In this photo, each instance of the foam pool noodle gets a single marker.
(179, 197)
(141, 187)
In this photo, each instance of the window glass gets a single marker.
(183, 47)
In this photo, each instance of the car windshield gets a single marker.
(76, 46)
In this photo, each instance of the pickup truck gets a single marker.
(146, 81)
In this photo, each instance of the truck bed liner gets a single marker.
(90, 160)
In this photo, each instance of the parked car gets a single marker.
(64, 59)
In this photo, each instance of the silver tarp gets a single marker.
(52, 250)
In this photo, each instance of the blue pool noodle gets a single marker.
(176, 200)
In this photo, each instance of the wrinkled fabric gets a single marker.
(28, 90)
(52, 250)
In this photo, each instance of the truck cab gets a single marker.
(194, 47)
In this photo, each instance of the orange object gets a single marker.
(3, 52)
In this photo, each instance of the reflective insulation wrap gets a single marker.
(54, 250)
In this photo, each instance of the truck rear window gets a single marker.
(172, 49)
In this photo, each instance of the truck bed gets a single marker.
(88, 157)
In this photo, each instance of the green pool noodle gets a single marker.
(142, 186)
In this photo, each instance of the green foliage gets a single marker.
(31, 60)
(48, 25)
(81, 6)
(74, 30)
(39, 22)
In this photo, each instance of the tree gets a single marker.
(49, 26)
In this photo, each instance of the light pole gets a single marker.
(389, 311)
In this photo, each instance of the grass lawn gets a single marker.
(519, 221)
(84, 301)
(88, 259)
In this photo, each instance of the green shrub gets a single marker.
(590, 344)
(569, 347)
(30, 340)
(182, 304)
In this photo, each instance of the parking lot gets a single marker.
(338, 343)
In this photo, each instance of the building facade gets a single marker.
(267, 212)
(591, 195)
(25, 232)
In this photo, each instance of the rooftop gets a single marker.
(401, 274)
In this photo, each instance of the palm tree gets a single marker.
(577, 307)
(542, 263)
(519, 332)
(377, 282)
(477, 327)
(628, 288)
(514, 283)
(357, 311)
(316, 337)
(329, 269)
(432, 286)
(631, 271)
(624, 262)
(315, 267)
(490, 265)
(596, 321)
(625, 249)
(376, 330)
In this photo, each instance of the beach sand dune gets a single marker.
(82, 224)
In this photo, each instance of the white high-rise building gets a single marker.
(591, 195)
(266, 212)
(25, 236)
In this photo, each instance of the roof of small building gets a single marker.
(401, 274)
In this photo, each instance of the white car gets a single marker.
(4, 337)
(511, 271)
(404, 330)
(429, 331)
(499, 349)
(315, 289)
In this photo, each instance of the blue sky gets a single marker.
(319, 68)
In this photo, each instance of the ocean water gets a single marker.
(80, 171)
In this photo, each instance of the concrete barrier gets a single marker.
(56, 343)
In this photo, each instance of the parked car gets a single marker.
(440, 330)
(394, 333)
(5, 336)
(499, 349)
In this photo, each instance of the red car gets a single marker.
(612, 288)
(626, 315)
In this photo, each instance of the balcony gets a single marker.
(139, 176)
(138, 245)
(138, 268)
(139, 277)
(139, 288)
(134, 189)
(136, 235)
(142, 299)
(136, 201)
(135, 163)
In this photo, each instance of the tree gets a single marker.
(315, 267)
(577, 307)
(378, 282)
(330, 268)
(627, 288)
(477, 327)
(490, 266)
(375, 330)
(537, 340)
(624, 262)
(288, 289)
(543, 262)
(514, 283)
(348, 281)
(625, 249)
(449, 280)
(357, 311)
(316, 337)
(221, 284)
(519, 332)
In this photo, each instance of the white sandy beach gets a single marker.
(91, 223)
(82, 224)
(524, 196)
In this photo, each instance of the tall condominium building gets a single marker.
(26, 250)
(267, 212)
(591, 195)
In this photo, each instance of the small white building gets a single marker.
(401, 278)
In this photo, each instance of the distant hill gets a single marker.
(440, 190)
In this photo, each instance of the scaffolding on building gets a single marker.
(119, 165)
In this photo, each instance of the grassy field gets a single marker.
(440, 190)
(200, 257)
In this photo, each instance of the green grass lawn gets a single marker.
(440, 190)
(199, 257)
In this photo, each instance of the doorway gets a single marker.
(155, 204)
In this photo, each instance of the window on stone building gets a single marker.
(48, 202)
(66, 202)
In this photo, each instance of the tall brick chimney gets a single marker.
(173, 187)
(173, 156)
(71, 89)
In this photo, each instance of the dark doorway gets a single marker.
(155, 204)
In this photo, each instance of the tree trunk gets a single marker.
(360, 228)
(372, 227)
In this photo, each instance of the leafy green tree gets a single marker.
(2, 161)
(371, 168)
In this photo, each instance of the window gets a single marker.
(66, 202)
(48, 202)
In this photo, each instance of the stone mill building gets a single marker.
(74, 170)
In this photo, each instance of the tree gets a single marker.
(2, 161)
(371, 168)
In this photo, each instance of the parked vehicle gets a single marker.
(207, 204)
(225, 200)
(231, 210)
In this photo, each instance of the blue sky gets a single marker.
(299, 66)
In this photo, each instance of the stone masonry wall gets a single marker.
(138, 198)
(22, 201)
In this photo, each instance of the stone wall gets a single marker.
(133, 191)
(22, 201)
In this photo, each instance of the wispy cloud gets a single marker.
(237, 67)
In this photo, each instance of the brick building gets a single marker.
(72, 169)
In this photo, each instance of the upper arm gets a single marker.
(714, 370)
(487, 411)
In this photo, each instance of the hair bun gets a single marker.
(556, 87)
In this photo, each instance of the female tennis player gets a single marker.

(WORK TO BE COMPLETED) Set down every one of the records above again, word for word and line for line.

(TASK RESULT)
In this photo, each instance of the foam pool noodle gets a single marker.
(179, 197)
(141, 187)
In this photo, each instance of the window glass gets a single marker.
(183, 47)
In this photo, each instance of the car windshield gets a single marker.
(76, 46)
In this photo, each instance of the pickup truck gets a single marker.
(146, 81)
In this photo, each instance of the truck bed liner gets a single marker.
(90, 160)
In this photo, each instance of the parked car gets a single marker.
(64, 59)
In this photo, each instance of the silver tarp gets a single marker.
(52, 250)
In this photo, each instance of the blue pool noodle gets a single marker.
(176, 200)
In this photo, each instance of the wrinkled fabric gets a single marker.
(28, 90)
(52, 250)
In this photo, each instance of the truck cab gets a single marker.
(194, 47)
In this photo, each instance of the orange object gets a single marker.
(3, 52)
In this photo, each instance of the reflective insulation wrap gets a single marker.
(54, 250)
In this photo, each instance of the truck rear window gets a single marker.
(172, 49)
In this photo, each instance of the truck bed gets a single marker.
(88, 157)
In this photo, each instance of the green pool noodle gets a single marker.
(142, 186)
In this photo, each instance of the green foliage gets a single marker.
(31, 60)
(48, 25)
(81, 6)
(74, 30)
(39, 22)
In this photo, each instance of the tree gets a single marker.
(49, 26)
In this photo, each instance of the light pole gets a single marker.
(389, 311)
In this photo, each instance of the grass lawn gets a single marker.
(519, 221)
(84, 301)
(88, 259)
In this photo, each instance of the green shrub gets a single marker.
(590, 344)
(569, 347)
(30, 340)
(182, 304)
In this photo, each instance of the parking lot gets a single marker.
(338, 343)
In this photo, each instance of the building facade gets a single marker.
(267, 212)
(591, 195)
(25, 232)
In this photo, each instance of the rooftop gets a single marker.
(401, 274)
In this photo, each instance of the palm tree gets a single marker.
(577, 307)
(542, 263)
(519, 332)
(377, 282)
(477, 327)
(628, 288)
(514, 283)
(357, 311)
(316, 337)
(329, 269)
(432, 286)
(631, 271)
(624, 262)
(315, 267)
(490, 265)
(596, 321)
(625, 249)
(376, 330)
In this photo, each instance of the beach sand dune gets a single marker.
(82, 224)
In this photo, each instance of the white high-rise building gets a single marker.
(591, 195)
(266, 212)
(25, 236)
In this photo, each instance of the roof of small building gets a single marker.
(401, 274)
In this photo, each instance of the white car gets a single marker.
(4, 337)
(511, 271)
(404, 330)
(429, 331)
(499, 349)
(315, 289)
In this photo, each instance of the blue sky gets a single marker.
(319, 68)
In this photo, each instance of the ocean water gets a single marker.
(80, 171)
In this photo, each instance of the concrete barrier gets a single marker.
(56, 343)
In this photo, each instance of the parked car gets a single marker.
(440, 330)
(394, 333)
(5, 336)
(499, 349)
In this photo, each instance of the red car gets a single marker.
(612, 288)
(626, 315)
In this photo, each instance of the balcony gets a single marker.
(139, 176)
(138, 245)
(138, 268)
(139, 277)
(139, 288)
(134, 189)
(136, 235)
(142, 299)
(136, 201)
(135, 163)
In this photo, each instance of the tree gets a single marker.
(315, 267)
(577, 307)
(378, 282)
(330, 268)
(627, 288)
(477, 327)
(490, 266)
(375, 330)
(537, 340)
(624, 262)
(288, 289)
(543, 262)
(514, 283)
(348, 281)
(625, 249)
(449, 280)
(357, 311)
(316, 337)
(221, 284)
(519, 332)
In this photo, each instance of the white sandy beach gets a single marker.
(91, 223)
(82, 224)
(524, 196)
In this photo, each instance of the tall condominium building gets a single marker.
(26, 250)
(267, 212)
(591, 195)
In this photo, each instance of the small white building gets a single marker.
(401, 278)
In this photo, each instance of the distant hill gets a single marker.
(440, 190)
In this photo, each instance of the scaffolding on building gets a single marker.
(119, 165)
In this photo, each instance of the grassy field gets a single marker.
(440, 190)
(200, 257)
In this photo, each instance of the green grass lawn gets a single marker.
(440, 190)
(199, 257)
In this photo, each instance of the doorway gets a single marker.
(155, 204)
In this photo, each instance of the window on stone building gets a single marker.
(48, 202)
(66, 202)
In this photo, each instance of the tall brick chimney gets a single marker.
(173, 187)
(173, 156)
(71, 89)
In this photo, each instance of the dark doorway gets a single marker.
(155, 204)
In this photo, each instance of the tree trunk gets a single marker.
(360, 228)
(372, 227)
In this photo, each instance of the leafy green tree gets a single marker.
(2, 161)
(371, 168)
In this photo, each instance of the window gets a single marker.
(66, 202)
(48, 202)
In this photo, each instance of the stone mill building gets a single marker.
(74, 170)
In this photo, each instance of the tree gets a single marker.
(2, 161)
(371, 168)
In this photo, each instance of the parked vehicle gets a single marker.
(207, 204)
(225, 200)
(231, 210)
In this photo, each instance of the blue sky gets a single marker.
(299, 66)
In this photo, each instance of the stone masonry wall gets a single marker.
(138, 198)
(22, 201)
In this photo, each instance of the stone wall gets a single marker.
(133, 191)
(22, 201)
In this photo, each instance of the wispy cloud gets a single marker.
(237, 67)
In this photo, each instance of the brick building gets a single marker.
(72, 169)
In this photo, each instance of the upper arm gets a single marker.
(714, 370)
(487, 411)
In this photo, each instance of the hair bun gets a single marker.
(556, 87)
In this photo, each instance of the female tennis player gets a single marker.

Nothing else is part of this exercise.